> EXERCISE BRIEF: In the forum thread on trees that need taking down, what is the diameter of the ash tree, and at what height?

> DOCUMENT TEXT:
:::
# Pics of odd or nasty trees to take down



## Kevin in Ohio (Jan 21, 2009)

Thought I'd start a thread for those odd or nasty tree situations you've come across out there. This is an ash tree on the edge of our property. Ike's winds(over 4 months ago) snapped it at the bottom and it split up the length over 20 feet. I haven't seen a lot of them split that clean and STAY put.







Been like this over 4 months now and hanging over the road and hung up in the phone line. They don't seem to be in any rush to take it down and I'm storing it there 







Tree isn't huge as it's about 18 inches in diameter about 4ft up







So what have you guys dealt with out there?


----------



## rngrchad (Jan 21, 2009)

Maybe I'm just a puss, but I think those are phone-lines or data lines right? Not power lines? Either way I won't touch any thing that close for the fear that I'll destroy the phone service and get a huge fine thrown down my throat.


----------



## treemandan (Jan 21, 2009)

Yeah, that looks a little hairy if you were standing under it with a rope and saddle and you were thinking about.
They do let them hang for awhile don't they?


----------



## Kevin in Ohio (Jan 21, 2009)

rngrchad said:


> Maybe I'm just a puss, but I think those are phone-lines or data lines right? Not power lines? Either way I won't touch any thing that close for the fear that I'll destroy the phone service and get a huge fine thrown down my throat.



Yes, it is just a phone line as stated below the pic. Phone company doesn't do anything anymore unless it's on the road or broke.
:::
> GIVEN DATA:
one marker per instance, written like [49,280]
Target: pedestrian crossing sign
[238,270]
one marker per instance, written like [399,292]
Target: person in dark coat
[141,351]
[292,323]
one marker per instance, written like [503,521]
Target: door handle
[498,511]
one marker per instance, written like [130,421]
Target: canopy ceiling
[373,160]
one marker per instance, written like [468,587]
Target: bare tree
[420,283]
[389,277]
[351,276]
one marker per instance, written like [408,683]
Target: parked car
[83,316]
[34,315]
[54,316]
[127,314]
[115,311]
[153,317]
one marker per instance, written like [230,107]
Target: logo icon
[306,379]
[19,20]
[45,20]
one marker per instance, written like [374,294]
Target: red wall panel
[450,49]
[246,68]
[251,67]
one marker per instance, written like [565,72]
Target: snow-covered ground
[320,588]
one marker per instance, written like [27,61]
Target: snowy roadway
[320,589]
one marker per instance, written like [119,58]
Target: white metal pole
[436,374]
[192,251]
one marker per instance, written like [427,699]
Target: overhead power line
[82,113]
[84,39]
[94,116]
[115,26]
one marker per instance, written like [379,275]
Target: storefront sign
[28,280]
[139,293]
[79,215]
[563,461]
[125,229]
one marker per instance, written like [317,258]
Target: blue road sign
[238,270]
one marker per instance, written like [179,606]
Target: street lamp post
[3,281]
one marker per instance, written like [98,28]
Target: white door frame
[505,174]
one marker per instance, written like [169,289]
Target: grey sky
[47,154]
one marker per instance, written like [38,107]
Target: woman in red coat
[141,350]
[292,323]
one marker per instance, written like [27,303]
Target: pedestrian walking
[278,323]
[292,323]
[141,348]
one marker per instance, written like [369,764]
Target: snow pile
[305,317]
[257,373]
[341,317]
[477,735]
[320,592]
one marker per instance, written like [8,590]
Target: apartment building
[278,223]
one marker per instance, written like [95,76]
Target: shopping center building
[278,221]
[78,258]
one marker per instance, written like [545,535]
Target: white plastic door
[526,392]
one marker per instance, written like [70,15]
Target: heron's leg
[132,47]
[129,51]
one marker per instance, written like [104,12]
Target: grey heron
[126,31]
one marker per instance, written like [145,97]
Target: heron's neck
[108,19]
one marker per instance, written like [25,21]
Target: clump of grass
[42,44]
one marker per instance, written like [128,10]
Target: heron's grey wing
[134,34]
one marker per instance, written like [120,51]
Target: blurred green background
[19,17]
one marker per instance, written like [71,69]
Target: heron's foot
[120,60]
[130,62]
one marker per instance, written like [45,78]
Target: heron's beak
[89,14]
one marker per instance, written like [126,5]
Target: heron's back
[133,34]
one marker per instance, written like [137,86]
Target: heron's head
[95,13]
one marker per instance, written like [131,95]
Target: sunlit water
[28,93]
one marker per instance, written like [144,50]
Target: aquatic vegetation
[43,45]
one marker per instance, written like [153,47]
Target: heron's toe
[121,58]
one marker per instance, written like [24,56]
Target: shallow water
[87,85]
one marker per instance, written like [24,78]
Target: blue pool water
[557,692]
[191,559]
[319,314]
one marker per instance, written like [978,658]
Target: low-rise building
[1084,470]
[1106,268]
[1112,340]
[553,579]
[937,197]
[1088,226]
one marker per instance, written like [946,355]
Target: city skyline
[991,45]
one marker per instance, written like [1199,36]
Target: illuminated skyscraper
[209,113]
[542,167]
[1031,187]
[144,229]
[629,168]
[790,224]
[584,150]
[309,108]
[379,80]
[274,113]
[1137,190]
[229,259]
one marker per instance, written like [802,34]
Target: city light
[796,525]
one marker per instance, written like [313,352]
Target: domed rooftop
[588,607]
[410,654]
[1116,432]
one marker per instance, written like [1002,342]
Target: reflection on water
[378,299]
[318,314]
:::
> TASK ANSWER: About 18 inches in diameter, about 4 feet up.